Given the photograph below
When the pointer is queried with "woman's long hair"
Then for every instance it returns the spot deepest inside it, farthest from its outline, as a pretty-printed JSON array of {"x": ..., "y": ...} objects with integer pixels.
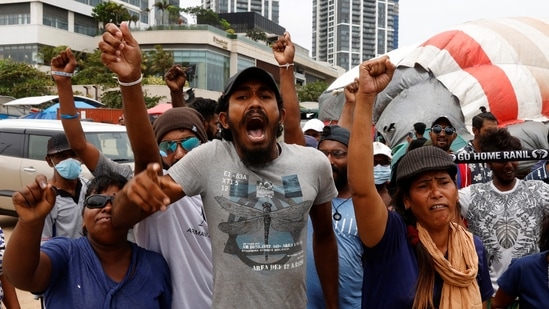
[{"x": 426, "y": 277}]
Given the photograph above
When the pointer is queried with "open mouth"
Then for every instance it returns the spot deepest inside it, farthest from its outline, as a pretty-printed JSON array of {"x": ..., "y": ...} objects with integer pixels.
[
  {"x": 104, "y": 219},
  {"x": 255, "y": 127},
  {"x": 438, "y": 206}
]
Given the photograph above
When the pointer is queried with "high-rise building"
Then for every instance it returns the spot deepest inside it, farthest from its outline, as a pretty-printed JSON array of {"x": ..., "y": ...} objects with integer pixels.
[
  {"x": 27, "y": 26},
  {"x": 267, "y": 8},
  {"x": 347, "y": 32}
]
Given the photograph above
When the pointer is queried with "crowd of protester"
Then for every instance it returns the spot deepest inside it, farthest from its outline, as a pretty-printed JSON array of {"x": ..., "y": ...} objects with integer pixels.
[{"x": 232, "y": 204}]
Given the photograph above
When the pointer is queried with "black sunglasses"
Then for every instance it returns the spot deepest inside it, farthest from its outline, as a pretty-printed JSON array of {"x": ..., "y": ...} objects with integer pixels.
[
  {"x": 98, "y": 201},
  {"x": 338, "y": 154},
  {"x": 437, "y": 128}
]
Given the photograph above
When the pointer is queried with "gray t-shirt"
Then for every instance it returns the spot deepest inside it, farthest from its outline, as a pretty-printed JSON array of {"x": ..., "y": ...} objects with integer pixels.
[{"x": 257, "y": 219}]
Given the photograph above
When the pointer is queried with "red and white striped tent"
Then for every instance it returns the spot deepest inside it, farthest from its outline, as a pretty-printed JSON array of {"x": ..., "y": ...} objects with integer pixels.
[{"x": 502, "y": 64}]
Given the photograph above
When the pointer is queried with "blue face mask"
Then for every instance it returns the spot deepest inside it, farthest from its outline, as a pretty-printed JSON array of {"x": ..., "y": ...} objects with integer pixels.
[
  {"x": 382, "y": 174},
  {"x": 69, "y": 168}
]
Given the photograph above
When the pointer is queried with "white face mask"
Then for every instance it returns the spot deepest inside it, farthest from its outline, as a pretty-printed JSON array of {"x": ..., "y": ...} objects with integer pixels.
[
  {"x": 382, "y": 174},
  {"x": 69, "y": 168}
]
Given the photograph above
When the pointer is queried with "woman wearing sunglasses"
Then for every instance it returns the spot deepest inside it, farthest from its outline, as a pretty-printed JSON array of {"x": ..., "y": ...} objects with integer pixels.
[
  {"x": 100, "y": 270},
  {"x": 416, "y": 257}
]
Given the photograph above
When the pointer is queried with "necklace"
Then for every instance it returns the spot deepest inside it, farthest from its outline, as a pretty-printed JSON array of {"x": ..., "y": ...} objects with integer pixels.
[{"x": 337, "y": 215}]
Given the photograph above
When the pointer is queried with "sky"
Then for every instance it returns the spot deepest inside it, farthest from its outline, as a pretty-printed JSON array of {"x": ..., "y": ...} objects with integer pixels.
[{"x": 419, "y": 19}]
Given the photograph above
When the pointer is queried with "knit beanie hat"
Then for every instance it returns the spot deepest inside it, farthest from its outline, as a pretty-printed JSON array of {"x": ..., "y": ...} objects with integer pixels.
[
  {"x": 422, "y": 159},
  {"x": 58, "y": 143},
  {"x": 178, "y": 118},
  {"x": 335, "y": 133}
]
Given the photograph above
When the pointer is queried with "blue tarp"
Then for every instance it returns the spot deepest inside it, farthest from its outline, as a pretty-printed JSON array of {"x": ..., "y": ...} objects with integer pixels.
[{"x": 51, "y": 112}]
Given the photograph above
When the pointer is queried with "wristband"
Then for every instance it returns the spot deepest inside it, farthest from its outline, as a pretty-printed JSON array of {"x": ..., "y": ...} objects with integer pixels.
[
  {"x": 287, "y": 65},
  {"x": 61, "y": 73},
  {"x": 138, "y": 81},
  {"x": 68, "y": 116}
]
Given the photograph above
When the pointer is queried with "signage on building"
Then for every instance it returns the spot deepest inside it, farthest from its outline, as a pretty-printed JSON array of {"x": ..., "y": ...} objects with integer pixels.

DIRECTIONS
Print the full listing exactly, dropping the pictures.

TASK RESPONSE
Given the photograph below
When the pointer is queried with "woman's long hair"
Then for every instance it returns the spot deepest inside it, farthest from its outline, as a pretty-printed JSON array of {"x": ..., "y": ...} objects with integer pixels.
[{"x": 426, "y": 277}]
Given the photograph above
When the pointer is queried with "open mouth"
Then for every instance it returns the spot deepest inside it, farthest from its outline, as a pretty-printed JSON array of {"x": ..., "y": ...} objects with integer pixels.
[
  {"x": 104, "y": 219},
  {"x": 255, "y": 127},
  {"x": 438, "y": 206}
]
Given the photograph above
When the pointer is queried with "high-rise building"
Then for every instance it returns the spot deepest inside it, farthest from its outline, as a pretty-printed JSON array of {"x": ..., "y": ...} objects with integer pixels.
[
  {"x": 27, "y": 26},
  {"x": 267, "y": 8},
  {"x": 347, "y": 32}
]
Given the photograph above
When the pointer is queried with "crowd of protester"
Then for every instance it returns the spot deepest inside it, farthest from its outline, as a pretty-printed JSON array of {"x": ..., "y": ...} objects with integer pixels.
[{"x": 232, "y": 204}]
Given the photograph above
When the pointer is queried with "black sunglasses"
Then for every instance it returns the spot deepest inside it, farthest from its outline, as a pretty-printed JSON array of {"x": ..., "y": ...} objects with integer pixels.
[
  {"x": 98, "y": 201},
  {"x": 338, "y": 154},
  {"x": 437, "y": 128}
]
Given the photograph above
When the pointer is queried with "gray t-shirt"
Then for every instance it returns the spot deepest inside it, farthest from its outline, as a pretty-printed JSON array of {"x": ..., "y": ...} objects with integer pixels.
[{"x": 257, "y": 219}]
Given the photograph above
When the pointer is queried with "red and white striped tent"
Then for every instance it returns the spot deepest inside it, farthest from its outline, as a pretty-printed JSON array of {"x": ..., "y": ...} objects with integer pixels.
[{"x": 502, "y": 64}]
Given the photograph above
When the pointer is queried with "blue face mask"
Then for every instance it returns the spot deepest inside it, farthest from its outline, as a pretty-printed JSON array of {"x": ..., "y": ...} objects with integer pixels.
[
  {"x": 382, "y": 174},
  {"x": 69, "y": 168}
]
Given the photograph above
When the pointer is queried with "white face mask"
Then for every instance it returns the spot deepest inside it, farthest from its outline, as a pretty-printed JSON array of {"x": ..., "y": ...} objects with integer pixels.
[
  {"x": 382, "y": 174},
  {"x": 69, "y": 168}
]
Given the photograph above
When the pointer is queried with "woman wearing sunglasses"
Then for every instance it returns the spot deepest inside it, farthest from its outline, as a pretty-printed JSON array of {"x": ..., "y": ...} objects with integer pixels.
[
  {"x": 100, "y": 270},
  {"x": 416, "y": 257}
]
Given the photograph above
When the pointer is queried with "necklace"
Then for every instance it returns the spot deepest inside it, farthest from its outline, as a pretty-printed JSON array of {"x": ..., "y": ...} objects with integer pixels.
[{"x": 337, "y": 215}]
Given the photograph above
When the pointer is queried with "sky"
Then for every instance it returns the spot deepest inside it, farthest from its outline, as a pretty-printed JSON array of {"x": ..., "y": ...} objects with integer pixels.
[{"x": 419, "y": 19}]
Given the photograph above
When the pointer is queried with "knit beanie hat"
Then for every instance it returns the spot deepest inside it, farthest from its outline, as a pretty-printed JSON array of {"x": ..., "y": ...} objects with integer pixels.
[
  {"x": 422, "y": 159},
  {"x": 58, "y": 143},
  {"x": 178, "y": 118},
  {"x": 335, "y": 133}
]
Given the photograph above
When the pointer is queried with "blue tarp"
Then for every instance it returns the spot deepest inside it, farthest from its outline, as a pretty-printed JSON array of {"x": ..., "y": ...} objects with integer pixels.
[{"x": 51, "y": 112}]
Given the photograph above
When the pointer is queried with "wristband"
Then for every instance it returns the spot deepest inside it, farthest from its outline, as a pretty-printed JSON array of {"x": ..., "y": ...} objects with integer pixels.
[
  {"x": 287, "y": 65},
  {"x": 61, "y": 73},
  {"x": 138, "y": 81},
  {"x": 68, "y": 116}
]
Given the photograph above
When the pointer is queried with "signage on building"
Then for every instance it returns the spot deepest inside it, farthest from its outline, as a pretty-printed JSON array of {"x": ..., "y": ...} objects with integer pixels.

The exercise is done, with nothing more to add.